■ Problem
Rewrite the lines of the material below, from the line containing "like [(430, 114)]." through the line containing "[(233, 188)]", inclusive, as a numbered list, omitting any blank lines.

■ Entries supplied
◆ ◆ ◆ ◆ ◆

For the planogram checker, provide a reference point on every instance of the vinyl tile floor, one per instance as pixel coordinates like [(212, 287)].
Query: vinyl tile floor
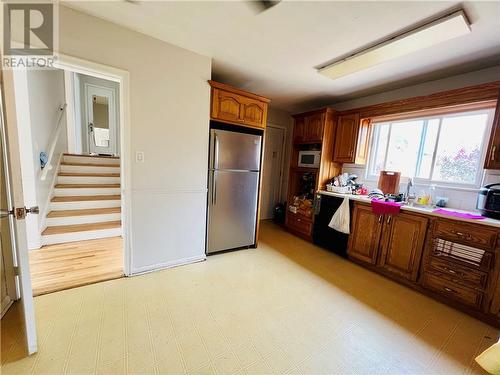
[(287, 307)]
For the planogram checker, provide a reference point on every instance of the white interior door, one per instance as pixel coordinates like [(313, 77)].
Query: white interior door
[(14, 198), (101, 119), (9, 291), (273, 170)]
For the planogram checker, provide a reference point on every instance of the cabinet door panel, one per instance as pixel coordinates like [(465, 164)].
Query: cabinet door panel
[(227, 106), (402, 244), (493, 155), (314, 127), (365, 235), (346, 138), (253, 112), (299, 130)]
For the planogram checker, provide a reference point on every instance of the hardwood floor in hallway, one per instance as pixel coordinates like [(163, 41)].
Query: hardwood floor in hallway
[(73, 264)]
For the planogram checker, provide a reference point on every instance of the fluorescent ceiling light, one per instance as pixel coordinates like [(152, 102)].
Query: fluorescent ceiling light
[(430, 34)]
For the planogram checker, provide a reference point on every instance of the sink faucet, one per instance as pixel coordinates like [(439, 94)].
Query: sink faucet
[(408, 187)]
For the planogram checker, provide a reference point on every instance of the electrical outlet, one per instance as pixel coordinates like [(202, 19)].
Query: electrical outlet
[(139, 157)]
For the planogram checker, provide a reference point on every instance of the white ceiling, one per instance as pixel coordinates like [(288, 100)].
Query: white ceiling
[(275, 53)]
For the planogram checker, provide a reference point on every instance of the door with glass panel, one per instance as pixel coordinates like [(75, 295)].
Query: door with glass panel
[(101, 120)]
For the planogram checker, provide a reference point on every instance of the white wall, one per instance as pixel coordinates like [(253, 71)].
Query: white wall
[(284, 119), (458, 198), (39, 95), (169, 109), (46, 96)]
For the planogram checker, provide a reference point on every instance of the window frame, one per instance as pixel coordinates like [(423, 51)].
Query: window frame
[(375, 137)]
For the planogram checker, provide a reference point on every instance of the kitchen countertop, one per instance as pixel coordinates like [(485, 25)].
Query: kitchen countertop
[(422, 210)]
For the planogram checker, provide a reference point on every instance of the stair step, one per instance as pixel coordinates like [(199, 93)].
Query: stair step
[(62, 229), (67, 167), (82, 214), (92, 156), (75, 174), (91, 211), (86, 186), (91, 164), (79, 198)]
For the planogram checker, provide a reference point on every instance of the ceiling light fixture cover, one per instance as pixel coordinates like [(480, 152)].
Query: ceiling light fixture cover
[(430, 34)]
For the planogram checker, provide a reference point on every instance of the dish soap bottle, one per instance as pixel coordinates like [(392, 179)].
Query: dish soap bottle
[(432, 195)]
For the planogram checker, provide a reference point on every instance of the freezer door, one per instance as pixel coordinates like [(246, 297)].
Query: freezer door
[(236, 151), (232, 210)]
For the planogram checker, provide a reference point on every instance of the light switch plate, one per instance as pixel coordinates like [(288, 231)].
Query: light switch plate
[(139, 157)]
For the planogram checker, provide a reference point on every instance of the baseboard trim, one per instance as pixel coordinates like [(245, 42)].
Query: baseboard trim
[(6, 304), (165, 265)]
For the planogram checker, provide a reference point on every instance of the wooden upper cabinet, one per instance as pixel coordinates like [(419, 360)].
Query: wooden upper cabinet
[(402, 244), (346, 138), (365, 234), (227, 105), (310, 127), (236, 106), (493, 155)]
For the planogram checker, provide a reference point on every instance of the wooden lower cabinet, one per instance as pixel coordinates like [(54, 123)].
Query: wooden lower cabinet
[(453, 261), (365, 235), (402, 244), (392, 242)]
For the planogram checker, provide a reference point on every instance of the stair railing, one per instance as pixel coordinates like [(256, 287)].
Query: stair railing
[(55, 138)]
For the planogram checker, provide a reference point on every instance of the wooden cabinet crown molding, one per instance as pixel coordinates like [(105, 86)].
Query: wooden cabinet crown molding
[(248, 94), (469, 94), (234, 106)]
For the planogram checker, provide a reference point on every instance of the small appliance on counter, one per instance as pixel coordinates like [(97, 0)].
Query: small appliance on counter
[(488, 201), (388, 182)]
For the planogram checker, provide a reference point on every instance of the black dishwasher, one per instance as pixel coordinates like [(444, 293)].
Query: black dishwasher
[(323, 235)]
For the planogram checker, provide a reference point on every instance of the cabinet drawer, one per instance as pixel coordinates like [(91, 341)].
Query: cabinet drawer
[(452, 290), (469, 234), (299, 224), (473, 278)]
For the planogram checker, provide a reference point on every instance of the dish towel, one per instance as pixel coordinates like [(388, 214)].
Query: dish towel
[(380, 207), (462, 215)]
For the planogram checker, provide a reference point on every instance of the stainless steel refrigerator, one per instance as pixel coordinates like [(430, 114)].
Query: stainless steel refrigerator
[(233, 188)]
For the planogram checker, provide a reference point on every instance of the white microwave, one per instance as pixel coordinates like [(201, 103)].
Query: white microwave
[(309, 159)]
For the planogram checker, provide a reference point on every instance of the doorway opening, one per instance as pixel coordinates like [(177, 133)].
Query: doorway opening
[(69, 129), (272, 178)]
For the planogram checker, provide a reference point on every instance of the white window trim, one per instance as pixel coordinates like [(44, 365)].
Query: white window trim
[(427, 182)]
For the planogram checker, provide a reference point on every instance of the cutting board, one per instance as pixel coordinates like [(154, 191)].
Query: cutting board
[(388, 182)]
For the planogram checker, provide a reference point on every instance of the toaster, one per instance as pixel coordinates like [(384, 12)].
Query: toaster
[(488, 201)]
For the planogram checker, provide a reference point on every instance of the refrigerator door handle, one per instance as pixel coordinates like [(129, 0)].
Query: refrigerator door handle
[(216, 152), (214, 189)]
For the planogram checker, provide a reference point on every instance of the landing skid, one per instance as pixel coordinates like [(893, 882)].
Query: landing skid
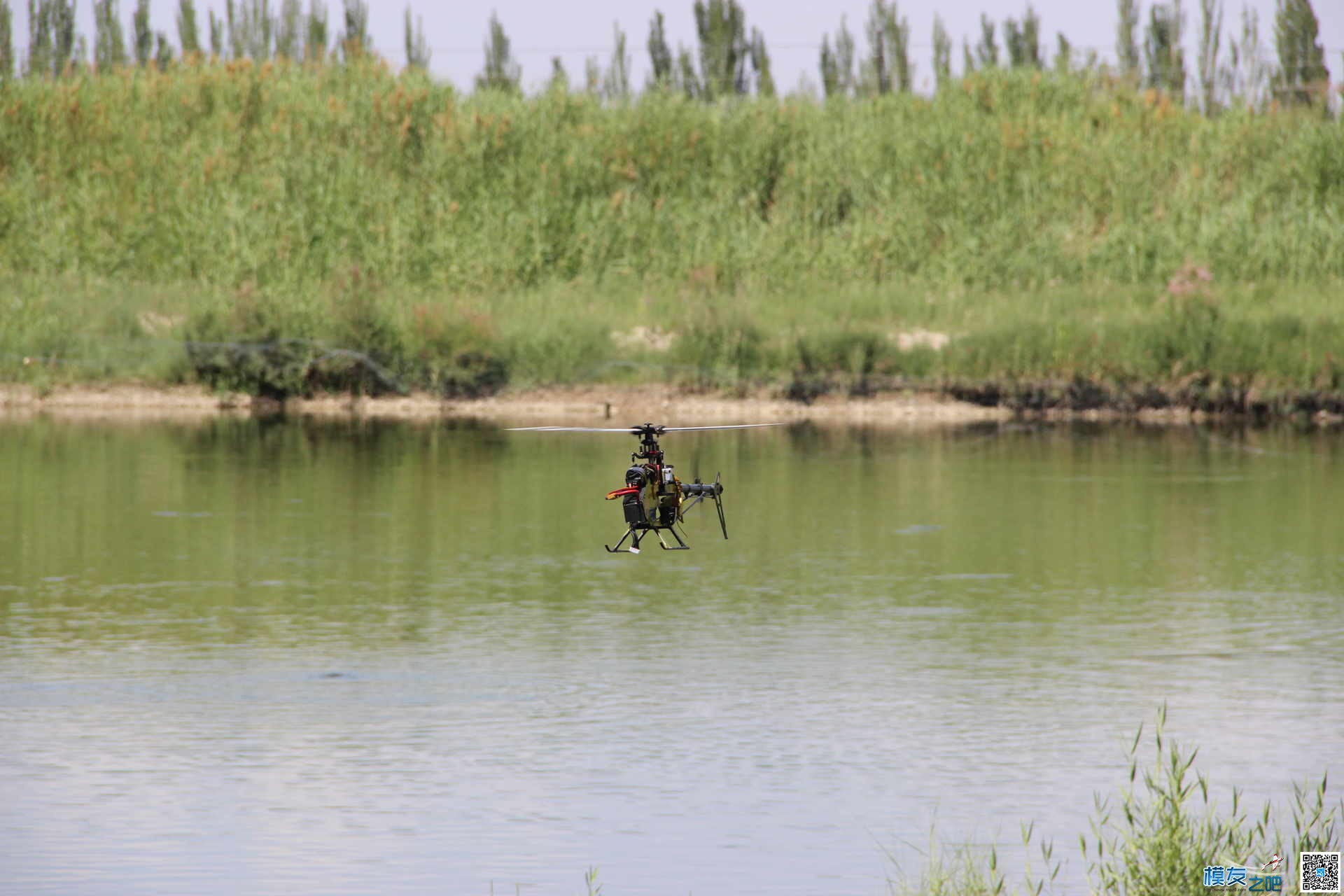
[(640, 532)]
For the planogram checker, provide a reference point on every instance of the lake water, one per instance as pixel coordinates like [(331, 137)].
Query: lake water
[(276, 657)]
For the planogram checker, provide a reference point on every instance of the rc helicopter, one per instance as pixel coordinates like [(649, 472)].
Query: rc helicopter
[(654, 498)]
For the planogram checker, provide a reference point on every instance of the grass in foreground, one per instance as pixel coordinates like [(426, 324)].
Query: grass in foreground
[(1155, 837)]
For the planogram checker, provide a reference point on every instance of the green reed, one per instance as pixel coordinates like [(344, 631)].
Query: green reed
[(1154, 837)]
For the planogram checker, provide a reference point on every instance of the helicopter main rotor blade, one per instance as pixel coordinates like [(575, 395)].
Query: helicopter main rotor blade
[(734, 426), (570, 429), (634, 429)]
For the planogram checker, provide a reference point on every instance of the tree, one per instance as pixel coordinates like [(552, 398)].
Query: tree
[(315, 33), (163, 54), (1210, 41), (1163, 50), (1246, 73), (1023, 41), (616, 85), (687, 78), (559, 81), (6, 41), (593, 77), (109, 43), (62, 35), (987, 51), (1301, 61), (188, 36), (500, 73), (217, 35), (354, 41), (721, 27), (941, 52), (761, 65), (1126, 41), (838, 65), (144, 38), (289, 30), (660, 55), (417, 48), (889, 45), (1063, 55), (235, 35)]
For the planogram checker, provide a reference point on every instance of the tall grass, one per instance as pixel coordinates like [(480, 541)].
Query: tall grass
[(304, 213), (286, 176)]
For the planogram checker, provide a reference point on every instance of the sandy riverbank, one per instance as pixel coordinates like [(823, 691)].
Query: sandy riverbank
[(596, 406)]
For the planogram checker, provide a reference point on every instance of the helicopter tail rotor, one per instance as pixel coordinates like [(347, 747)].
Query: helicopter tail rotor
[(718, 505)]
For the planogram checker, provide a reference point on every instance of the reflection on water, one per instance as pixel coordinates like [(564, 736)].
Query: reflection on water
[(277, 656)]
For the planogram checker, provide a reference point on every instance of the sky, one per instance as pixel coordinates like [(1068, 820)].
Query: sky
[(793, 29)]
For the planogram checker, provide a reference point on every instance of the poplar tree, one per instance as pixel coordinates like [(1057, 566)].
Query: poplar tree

◆ ◆ ◆ ◆ ◆

■ Answer for this exercise
1. For the planogram checker, provide a reference point on every instance of the stainless steel refrigerator, one per instance as pixel coordinates like [(430, 114)].
2. Query: stainless steel refrigerator
3. [(233, 188)]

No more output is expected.